WHAT NEEDS TO BE DONE:
Set down the line that has "In this exercise you will identify every instance of the boat" and each line beneath it, through the last line of the entries, exactly and with no others.

══════════════════════════════

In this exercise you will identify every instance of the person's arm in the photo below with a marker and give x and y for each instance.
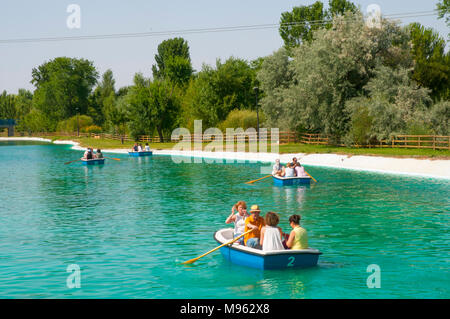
(261, 239)
(231, 218)
(290, 241)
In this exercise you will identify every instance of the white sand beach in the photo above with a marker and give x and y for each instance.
(386, 165)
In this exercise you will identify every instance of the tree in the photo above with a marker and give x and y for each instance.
(102, 98)
(298, 25)
(63, 86)
(117, 115)
(173, 61)
(217, 91)
(394, 103)
(432, 64)
(7, 106)
(444, 10)
(152, 106)
(326, 72)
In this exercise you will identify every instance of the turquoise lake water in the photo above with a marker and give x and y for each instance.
(130, 223)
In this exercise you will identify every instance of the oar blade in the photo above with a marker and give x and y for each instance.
(191, 261)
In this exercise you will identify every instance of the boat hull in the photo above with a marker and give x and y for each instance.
(255, 258)
(138, 154)
(286, 181)
(97, 161)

══════════════════════════════

ANSWER SECTION:
In this exercise you will identify every instance of the boat hull in the photo above with a marker and give x and y for each instance.
(255, 258)
(138, 154)
(286, 181)
(97, 161)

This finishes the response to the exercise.